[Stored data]
--------

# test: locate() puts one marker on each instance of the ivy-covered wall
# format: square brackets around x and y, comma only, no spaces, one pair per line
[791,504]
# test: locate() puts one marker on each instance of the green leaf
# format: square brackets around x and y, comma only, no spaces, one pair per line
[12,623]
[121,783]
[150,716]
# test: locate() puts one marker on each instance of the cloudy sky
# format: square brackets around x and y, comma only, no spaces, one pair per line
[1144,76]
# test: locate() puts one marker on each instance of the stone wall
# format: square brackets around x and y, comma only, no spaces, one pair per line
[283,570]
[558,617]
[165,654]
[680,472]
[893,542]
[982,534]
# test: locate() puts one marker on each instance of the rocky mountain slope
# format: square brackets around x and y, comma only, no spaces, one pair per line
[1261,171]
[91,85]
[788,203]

--------

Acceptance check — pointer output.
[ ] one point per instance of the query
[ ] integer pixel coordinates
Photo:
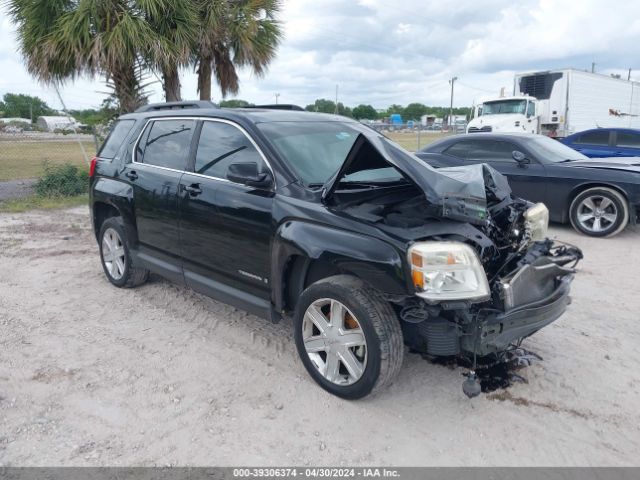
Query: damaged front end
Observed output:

--------

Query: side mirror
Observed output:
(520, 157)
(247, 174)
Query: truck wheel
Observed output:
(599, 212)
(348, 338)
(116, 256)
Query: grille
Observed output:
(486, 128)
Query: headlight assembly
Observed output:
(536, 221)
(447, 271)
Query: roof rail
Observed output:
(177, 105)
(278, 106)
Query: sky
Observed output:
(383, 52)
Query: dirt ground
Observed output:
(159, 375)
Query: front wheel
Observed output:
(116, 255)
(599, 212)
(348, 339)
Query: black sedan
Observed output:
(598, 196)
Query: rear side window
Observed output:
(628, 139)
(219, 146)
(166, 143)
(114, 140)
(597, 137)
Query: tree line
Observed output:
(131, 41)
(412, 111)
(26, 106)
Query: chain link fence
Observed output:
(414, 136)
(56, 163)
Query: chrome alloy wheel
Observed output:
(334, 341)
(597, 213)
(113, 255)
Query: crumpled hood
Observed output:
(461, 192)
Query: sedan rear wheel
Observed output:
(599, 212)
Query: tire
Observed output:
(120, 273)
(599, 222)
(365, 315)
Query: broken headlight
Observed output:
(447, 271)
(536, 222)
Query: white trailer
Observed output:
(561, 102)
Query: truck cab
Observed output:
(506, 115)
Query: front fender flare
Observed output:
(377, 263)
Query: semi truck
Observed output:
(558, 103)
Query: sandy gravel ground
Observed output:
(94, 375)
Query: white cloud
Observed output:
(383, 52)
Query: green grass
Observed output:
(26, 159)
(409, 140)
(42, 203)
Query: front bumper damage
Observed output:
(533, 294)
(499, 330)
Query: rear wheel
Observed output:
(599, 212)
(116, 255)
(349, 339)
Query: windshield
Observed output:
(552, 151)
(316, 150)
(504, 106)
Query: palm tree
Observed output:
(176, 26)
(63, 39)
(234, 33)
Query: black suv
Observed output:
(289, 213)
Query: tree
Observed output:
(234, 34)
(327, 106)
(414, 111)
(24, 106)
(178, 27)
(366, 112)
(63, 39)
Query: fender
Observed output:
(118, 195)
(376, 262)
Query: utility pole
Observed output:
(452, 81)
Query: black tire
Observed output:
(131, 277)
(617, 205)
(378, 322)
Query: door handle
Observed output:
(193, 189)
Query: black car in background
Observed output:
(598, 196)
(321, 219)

--------

What needs to be done: Taking the entries above, write out exactly each line from the one holding "the ivy-covered wall" to the one holding "the green leaf", both included, and stop there.

Solution for this problem:
# test: locate() puts one marker on each instance of the ivy-covered wall
# format: square brackets around x and y, comma only, no spaces, one pair per line
[791,504]
# test: locate() puts one marker on each instance of the green leaf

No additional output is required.